◆ **What is needed**
When you reach the line in the listing below that contains "Target: woman's raised hand", begin returning lines exactly as written, and stop after the line that contains "Target: blurred person in foreground". Return no other lines.

◆ **Data for the task**
──────────────────────────────
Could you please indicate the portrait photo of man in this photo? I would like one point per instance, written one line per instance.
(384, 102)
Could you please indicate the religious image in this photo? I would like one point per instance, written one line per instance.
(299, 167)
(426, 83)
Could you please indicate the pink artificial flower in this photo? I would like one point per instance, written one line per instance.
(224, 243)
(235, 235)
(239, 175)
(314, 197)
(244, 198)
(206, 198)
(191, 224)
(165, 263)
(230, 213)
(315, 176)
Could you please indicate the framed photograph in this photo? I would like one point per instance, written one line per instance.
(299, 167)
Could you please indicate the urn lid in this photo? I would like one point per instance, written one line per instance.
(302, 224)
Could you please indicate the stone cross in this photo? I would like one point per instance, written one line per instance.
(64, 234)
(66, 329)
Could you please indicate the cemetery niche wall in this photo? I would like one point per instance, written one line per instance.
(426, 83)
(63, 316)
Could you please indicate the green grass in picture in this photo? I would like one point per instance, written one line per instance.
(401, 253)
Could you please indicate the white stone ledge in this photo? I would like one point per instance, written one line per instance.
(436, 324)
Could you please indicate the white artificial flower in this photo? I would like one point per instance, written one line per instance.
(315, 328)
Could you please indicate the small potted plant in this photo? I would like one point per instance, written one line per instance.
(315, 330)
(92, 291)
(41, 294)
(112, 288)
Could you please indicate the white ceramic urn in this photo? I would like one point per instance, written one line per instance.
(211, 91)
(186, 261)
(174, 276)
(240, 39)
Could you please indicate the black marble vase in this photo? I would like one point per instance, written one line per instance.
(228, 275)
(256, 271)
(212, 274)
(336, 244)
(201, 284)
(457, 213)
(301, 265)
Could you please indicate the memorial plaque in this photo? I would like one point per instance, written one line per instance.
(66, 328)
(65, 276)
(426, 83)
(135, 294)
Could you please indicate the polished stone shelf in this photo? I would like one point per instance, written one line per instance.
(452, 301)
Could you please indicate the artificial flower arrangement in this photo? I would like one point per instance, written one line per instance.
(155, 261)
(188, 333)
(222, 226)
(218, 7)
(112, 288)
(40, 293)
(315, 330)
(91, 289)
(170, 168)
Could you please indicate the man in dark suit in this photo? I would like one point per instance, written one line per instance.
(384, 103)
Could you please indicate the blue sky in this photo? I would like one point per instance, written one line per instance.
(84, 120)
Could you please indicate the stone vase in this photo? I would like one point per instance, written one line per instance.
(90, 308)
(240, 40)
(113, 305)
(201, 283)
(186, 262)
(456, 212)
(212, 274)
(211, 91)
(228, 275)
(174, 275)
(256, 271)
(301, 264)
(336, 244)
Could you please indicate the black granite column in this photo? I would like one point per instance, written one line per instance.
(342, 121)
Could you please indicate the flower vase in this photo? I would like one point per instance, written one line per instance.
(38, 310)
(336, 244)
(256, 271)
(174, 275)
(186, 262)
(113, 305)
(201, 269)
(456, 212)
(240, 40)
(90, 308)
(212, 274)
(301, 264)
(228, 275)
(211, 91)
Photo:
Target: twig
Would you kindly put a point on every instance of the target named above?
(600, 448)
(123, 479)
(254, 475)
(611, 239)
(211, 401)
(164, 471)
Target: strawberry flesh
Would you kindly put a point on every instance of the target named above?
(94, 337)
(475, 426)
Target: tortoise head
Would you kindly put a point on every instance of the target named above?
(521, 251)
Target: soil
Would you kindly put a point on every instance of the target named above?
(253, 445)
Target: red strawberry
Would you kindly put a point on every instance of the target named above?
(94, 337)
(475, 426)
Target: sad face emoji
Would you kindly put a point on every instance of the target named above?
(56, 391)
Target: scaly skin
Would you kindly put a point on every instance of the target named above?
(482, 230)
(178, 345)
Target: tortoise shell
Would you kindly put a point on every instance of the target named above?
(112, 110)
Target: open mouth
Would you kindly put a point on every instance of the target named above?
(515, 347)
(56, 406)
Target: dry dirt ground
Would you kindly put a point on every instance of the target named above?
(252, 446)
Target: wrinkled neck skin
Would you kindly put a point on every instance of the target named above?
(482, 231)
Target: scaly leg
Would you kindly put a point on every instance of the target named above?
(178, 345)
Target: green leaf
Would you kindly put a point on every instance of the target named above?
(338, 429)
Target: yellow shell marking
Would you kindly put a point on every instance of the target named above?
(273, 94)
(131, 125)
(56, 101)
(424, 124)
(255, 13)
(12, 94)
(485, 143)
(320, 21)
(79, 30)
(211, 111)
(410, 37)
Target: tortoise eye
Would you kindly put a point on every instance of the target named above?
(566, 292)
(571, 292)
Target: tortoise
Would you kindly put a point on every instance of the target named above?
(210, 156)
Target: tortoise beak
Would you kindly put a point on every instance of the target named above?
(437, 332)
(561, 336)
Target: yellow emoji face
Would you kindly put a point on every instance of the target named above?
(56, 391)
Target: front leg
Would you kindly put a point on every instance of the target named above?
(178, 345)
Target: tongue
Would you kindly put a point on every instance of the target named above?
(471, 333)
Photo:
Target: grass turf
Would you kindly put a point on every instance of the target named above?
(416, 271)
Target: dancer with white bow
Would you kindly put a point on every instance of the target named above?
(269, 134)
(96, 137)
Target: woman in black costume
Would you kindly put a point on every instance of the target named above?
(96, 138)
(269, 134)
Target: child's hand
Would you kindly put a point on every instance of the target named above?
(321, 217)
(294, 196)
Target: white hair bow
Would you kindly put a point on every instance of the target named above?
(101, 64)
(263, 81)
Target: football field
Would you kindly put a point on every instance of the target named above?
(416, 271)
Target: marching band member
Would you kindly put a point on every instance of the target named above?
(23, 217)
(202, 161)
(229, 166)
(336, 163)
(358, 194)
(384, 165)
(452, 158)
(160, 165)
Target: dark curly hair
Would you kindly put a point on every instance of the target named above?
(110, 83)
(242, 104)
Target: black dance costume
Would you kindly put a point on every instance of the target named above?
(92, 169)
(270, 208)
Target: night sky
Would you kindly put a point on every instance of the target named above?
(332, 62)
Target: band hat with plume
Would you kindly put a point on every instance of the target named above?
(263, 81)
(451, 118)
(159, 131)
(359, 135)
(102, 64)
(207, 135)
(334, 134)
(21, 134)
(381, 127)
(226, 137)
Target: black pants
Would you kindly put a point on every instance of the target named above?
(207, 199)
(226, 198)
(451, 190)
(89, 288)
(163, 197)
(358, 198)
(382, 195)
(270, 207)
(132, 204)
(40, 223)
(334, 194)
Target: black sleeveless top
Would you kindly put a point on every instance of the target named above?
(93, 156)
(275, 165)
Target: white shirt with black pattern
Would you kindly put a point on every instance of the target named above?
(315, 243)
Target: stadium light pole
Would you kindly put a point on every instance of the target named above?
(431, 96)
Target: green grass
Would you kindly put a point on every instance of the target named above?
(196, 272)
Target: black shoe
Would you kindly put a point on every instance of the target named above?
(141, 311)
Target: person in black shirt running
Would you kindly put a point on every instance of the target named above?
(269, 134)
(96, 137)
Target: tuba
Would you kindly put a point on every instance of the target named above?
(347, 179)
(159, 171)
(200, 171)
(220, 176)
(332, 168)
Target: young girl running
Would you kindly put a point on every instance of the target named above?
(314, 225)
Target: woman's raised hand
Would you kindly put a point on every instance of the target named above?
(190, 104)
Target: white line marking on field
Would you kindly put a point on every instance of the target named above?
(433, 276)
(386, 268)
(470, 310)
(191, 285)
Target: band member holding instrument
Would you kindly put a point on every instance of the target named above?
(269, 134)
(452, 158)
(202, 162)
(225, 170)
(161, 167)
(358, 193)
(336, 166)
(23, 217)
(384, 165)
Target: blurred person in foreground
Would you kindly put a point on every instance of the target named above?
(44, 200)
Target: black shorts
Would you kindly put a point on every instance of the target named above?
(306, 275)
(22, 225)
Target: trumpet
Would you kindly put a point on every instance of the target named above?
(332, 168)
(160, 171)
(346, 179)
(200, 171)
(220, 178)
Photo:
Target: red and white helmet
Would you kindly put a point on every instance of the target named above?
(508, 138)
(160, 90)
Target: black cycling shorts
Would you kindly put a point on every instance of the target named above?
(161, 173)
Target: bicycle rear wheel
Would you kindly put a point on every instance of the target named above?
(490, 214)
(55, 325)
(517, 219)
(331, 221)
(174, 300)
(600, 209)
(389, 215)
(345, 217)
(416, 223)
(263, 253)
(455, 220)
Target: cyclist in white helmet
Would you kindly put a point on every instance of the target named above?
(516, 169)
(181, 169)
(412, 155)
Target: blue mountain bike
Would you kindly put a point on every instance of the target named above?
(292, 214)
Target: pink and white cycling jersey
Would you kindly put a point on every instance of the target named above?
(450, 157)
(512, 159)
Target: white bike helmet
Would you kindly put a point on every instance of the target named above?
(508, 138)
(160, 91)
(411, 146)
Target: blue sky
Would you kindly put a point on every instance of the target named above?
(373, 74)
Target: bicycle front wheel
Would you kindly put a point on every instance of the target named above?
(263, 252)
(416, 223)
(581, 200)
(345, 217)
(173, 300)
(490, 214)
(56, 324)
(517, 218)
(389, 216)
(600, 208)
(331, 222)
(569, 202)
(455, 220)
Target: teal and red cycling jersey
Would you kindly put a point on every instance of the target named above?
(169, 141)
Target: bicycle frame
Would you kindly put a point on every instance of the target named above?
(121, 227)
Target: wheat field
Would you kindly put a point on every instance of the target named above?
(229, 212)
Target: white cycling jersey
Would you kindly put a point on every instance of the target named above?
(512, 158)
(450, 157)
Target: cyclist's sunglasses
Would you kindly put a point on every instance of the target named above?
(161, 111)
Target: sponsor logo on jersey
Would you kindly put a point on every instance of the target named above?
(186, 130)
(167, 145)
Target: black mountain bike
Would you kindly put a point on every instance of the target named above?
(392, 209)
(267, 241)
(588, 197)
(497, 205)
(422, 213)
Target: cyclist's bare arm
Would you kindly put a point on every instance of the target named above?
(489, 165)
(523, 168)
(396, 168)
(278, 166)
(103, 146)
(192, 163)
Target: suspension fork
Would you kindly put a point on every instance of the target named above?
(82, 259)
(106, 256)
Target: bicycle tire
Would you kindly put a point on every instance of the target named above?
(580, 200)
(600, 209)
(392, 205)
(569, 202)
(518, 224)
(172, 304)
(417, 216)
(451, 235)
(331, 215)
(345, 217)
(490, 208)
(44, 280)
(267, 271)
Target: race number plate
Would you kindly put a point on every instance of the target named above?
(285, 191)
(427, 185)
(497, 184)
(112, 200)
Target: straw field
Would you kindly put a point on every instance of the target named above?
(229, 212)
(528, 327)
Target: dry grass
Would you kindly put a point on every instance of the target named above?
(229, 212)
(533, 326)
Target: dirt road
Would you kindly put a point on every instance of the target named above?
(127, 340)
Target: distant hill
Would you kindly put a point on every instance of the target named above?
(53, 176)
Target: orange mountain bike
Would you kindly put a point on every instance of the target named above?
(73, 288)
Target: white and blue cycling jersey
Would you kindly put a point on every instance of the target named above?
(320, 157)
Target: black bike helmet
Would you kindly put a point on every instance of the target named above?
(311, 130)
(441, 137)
──────────────────────────────
◆ **Written response**
Target: woman's raised hand
Would you kindly put a point on every instance of the target named above?
(190, 104)
Target: white line marking on field
Would you kindly put a point on every instance of the target named above?
(433, 276)
(386, 268)
(470, 310)
(191, 285)
Target: band member holding instrument
Would you kindly put a point on every instance of the target named above?
(269, 134)
(452, 158)
(202, 162)
(225, 170)
(161, 167)
(358, 193)
(336, 166)
(23, 217)
(384, 165)
Target: blurred person in foreground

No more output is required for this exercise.